• **Exercices à faire**
(a) Relevez, dans le texte sur Hayek et la monnaie, tous les facteurs qui mettent le volume des moyens de paiement hors de contrôle du système bancaire.
(b) Traduisez en anglais cette phrase du texte sur Hayek et la monnaie : « Sa recommandation la plus importante est le fait d’enlever aux Banques Centrales le monopole de l’émission de la monnaie et de rendre aux banquiers privés toute la responsabilité des crédits qu’ils accordent. »
(c) Poursuivez, s'il vous plaît, le texte sur Hayek et la monnaie après sa dernière phrase.

• **Texte de la page**
***

L’objectif doit donc être la neutralité de la valeur de la monnaie, et non pas sa stabilité. Cependant, pour Hayek, cet objectif n’est pas forcément réalisable. Pour lui, il est impossible de maintenir une offre de monnaie constante, car il y a trop de facteurs qui mettent le volume des moyens de paiement hors de contrôle du système bancaire. Cela correspond à la concentration du capital, l’externalisation de la production, ou encore les délais de paiement qui agissent sur la masse monétaire en circulation. Hayek en vient à la conclusion que la neutralité monétaire n’est qu’une illusion, et qu’il est utopique de penser qu’on peut éliminer les effets perturbateurs de la monnaie, car cette dernière ne sera jamais déversée de manière uniforme dans le système économique.
L’inflation est terrible à cause des graves problèmes qu’elle entraîne, mais c’est une illusion de penser que la Banque Centrale, y compris si elle est indépendante de l’État, peut réguler la masse monétaire.
Il faut enlever aux Banques Centrales le monopole de l’émission de la monnaie selon Friedrich Hayek
Pour Friedrich Hayek, la solution ne peut passer que par la libre concurrence bancaire qui va provoquer une auto-restriction monétaire et par le retrait aux gouvernements de leur monopole sur l’offre de monnaie de réserve. Mettre en place une concurrence monétaire consiste à permettre aux banques d’émettre une monnaie sous leur seule responsabilité.
Chaque banque doit annoncer son intention de maintenir constante la valeur annoncée de sa monnaie, et le marché doit retenir la monnaie la plus performante et donc la plus stable, car elle sera la plus à même de permettre le calcul économique réaliste en tant qu’étalon.
Pour Hayek, c’est parce que la monnaie est active, autant à court qu’à long terme, et qu’elle naît à l’intérieur même du marché, qu’il faut accepter sa dépolitisation. Cette dernière passe par l’abandon de la part de la Banque Centrale de certaines de ses missions (comme l’émission de monnaie par exemple), l’acceptation du libre jeu de la concurrence comme sur un marché classique, l’élimination des incompétences ainsi que la nécessité d’accepter l’échec bancaire qui est la condition pour Hayek, de la liberté et du succès des plus méritants.
Sa recommandation la plus importante est le fait d’enlever aux Banques Centrales le monopole de l’émission de la monnaie et de rendre aux banquiers privés toute la responsabilité des crédits qu’ils accordent.
Une nouvelle analyse du marché
Pour Friedrich Hayek, la défense du marché est un concept important. Il a cherché avec son travail à montrer les limites de l’analyse néoclassique du marché. Pour celle-ci, chaque agent économique connaît ses préférences, ses objectifs, ses contraintes et il prend ses décisions de manière à maximiser sa satisfaction. La théorie néoclassique suppose aussi que chaque individu est rationnel et peut faire en toute circonstance un calcul d’optimisation qui lui permet d’avoir la meilleure solution. De plus, la coordination s’effectue par les prix de marché dans la mesure où la concurrence est parfaite.

***

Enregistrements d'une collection
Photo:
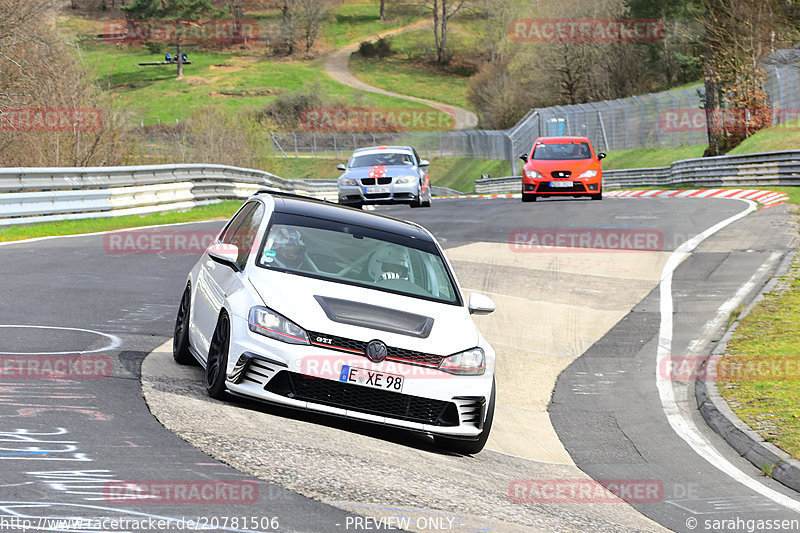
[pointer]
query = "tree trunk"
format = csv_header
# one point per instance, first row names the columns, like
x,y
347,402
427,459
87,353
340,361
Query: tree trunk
x,y
443,59
711,103
287,29
436,29
180,60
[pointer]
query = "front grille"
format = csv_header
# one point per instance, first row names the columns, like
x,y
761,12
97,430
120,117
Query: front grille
x,y
470,408
402,355
380,181
576,187
364,399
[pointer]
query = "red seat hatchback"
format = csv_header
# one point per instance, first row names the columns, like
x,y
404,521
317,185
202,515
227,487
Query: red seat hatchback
x,y
562,166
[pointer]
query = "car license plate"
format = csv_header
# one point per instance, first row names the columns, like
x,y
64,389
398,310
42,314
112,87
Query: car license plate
x,y
371,378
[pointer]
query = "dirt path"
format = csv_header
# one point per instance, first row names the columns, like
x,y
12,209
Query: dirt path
x,y
336,66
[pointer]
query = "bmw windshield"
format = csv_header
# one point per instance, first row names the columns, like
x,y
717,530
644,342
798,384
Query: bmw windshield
x,y
357,255
386,159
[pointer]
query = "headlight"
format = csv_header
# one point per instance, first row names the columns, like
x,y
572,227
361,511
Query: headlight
x,y
468,363
532,174
270,324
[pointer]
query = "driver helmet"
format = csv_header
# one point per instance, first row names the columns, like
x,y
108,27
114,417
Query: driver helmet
x,y
289,247
393,264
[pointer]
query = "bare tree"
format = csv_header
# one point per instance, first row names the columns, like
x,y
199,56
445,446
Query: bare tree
x,y
737,34
310,15
288,29
442,11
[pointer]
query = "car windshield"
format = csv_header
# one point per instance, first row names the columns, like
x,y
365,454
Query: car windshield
x,y
556,151
386,159
357,256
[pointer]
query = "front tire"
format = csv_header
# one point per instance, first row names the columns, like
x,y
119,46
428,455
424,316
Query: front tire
x,y
528,197
426,203
217,361
470,447
181,352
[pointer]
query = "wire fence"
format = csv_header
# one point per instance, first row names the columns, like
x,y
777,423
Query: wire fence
x,y
483,144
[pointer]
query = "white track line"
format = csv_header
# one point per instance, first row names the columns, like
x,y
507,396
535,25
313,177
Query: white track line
x,y
683,425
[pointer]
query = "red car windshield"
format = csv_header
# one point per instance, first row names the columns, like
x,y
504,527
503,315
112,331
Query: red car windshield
x,y
560,151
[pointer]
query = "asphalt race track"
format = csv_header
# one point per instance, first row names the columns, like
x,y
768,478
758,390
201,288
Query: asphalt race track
x,y
590,319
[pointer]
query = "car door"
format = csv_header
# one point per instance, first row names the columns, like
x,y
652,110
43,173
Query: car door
x,y
216,281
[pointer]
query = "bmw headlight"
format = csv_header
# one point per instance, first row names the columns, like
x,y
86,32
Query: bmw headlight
x,y
467,363
267,322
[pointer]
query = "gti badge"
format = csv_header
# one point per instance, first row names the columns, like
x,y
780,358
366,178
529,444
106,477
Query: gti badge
x,y
376,351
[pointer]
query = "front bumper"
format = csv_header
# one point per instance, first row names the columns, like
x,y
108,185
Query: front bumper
x,y
543,186
404,193
306,377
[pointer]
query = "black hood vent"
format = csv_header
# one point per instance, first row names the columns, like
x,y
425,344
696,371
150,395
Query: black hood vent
x,y
375,317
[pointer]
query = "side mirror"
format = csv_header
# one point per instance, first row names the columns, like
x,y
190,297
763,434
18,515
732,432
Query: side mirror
x,y
225,254
480,304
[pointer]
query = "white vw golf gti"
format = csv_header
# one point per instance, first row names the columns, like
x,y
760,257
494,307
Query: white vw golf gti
x,y
327,308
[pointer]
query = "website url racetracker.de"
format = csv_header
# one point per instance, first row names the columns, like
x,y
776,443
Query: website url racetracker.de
x,y
199,523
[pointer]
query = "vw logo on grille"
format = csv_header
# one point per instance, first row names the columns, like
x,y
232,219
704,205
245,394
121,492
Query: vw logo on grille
x,y
376,351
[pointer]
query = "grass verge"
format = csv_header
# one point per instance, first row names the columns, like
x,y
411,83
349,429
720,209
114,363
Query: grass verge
x,y
408,71
219,211
763,386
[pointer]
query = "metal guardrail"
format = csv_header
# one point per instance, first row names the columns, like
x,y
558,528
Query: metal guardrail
x,y
44,194
755,170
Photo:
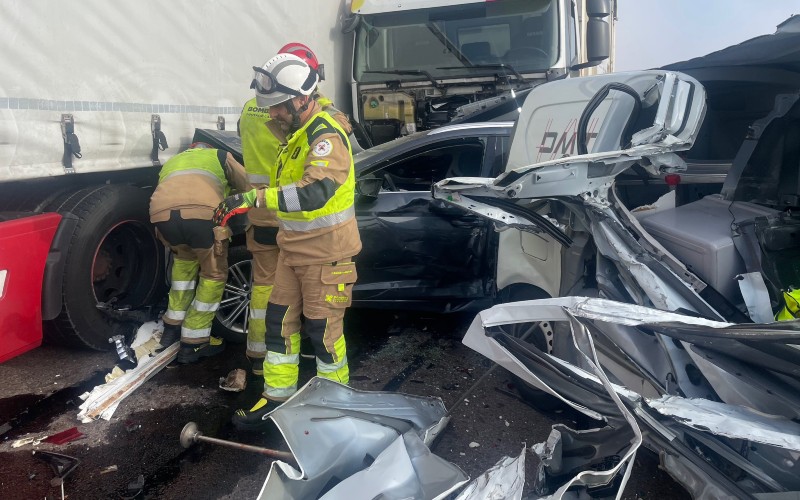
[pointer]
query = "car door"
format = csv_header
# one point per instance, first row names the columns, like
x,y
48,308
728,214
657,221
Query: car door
x,y
419,252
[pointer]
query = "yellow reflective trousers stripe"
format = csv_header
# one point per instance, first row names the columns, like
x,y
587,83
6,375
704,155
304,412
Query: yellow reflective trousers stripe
x,y
257,325
200,315
181,293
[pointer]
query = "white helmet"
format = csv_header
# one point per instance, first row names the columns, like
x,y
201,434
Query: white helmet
x,y
281,78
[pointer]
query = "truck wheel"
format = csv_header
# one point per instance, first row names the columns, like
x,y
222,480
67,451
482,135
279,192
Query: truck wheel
x,y
113,258
230,322
540,334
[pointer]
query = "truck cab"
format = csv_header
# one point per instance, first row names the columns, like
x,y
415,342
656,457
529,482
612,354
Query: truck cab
x,y
418,65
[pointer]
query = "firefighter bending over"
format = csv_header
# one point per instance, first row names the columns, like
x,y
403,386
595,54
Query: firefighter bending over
x,y
190,185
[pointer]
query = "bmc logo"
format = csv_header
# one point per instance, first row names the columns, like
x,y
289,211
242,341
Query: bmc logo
x,y
561,144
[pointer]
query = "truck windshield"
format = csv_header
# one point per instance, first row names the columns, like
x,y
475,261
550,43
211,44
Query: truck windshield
x,y
456,41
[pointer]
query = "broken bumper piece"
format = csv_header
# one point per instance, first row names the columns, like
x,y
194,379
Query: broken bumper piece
x,y
718,402
352,444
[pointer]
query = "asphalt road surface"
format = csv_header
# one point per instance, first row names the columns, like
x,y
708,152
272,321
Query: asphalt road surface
x,y
137,454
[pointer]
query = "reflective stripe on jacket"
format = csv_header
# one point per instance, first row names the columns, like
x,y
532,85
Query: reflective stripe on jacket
x,y
315,192
260,146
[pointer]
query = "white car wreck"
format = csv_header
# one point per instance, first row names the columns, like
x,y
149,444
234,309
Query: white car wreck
x,y
664,328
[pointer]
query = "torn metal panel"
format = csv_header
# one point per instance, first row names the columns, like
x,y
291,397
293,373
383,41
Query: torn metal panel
x,y
742,384
335,431
715,449
730,421
504,480
405,469
756,297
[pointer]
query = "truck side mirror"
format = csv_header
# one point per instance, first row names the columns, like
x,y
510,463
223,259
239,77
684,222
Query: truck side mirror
x,y
598,31
349,24
368,188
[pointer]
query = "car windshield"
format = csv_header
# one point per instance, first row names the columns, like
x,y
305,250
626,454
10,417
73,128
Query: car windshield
x,y
472,39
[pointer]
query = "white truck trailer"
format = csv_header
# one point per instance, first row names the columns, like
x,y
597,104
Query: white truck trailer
x,y
95,96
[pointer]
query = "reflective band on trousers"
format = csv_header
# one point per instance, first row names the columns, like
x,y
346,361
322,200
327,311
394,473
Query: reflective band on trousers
x,y
195,171
195,334
291,198
177,315
256,346
319,222
258,179
277,358
205,306
258,314
183,285
279,392
330,367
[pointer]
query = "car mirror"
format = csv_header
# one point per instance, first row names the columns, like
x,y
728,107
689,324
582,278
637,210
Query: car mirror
x,y
368,188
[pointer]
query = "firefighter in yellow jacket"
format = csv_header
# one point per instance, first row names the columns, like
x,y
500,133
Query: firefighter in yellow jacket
x,y
313,200
261,142
190,186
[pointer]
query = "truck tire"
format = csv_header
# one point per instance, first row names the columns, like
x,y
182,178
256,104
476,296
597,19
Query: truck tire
x,y
230,321
113,257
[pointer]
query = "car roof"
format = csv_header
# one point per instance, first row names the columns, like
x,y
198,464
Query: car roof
x,y
387,150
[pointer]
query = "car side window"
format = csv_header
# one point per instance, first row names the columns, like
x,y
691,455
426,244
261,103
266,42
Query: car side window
x,y
419,169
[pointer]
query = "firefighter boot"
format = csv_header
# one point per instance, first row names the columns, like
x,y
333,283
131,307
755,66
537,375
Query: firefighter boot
x,y
190,353
172,334
255,418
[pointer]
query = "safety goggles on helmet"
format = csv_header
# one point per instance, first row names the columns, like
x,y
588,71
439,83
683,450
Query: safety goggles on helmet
x,y
305,53
265,82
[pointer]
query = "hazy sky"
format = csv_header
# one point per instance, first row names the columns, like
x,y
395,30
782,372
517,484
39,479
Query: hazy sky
x,y
652,33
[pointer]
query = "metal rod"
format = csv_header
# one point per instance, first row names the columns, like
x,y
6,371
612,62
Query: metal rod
x,y
283,455
191,435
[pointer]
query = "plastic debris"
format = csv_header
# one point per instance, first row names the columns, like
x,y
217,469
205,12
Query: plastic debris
x,y
134,488
236,381
64,437
34,440
125,353
62,465
116,373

***

• **Liste des réponses**
(a)
- La concentration du capital
- L'externalisation de la production
- Les délais de paiement

(b) His most important recommendation is to take away from central banks the monopoly on issuing money and to give private bankers full responsibility for the credit they grant.

(c)
Un modèle irréaliste
Hayek juge ce modèle irréaliste étant donné que les éléments qui servent de données aux agents et à partir desquels ils doivent faire leur calcul de maximisation ne sont pas des données exogènes, et donc objectives. Les effets de démonstration (c’est-à-dire l’imitation des comportements de consommation de groupes sociaux plus élevés), les effets d’imitation de mode, ou encore d'apprentissage jouent un rôle important dans les prises de décision des consommateurs. Il se passe le même phénomène du côté de l’offre quand par exemple le procédé de fabrication d’une entreprise est copié par la concurrence.
En analysant les structures de la production, Hayek a voulu montrer que c’est en cherchant à écouler ses marchandises que l’entrepreneur réalise qu’il existe une surproduction ou au contraire, une pénurie sur son marché.
Le marché pour lui n’est donc qu’un lieu de rencontre entre l’offre et la demande, ce qui permet d’aboutir à la formation d’un prix. C’est le lieu où circulent des informations entre les consommateurs et les producteurs.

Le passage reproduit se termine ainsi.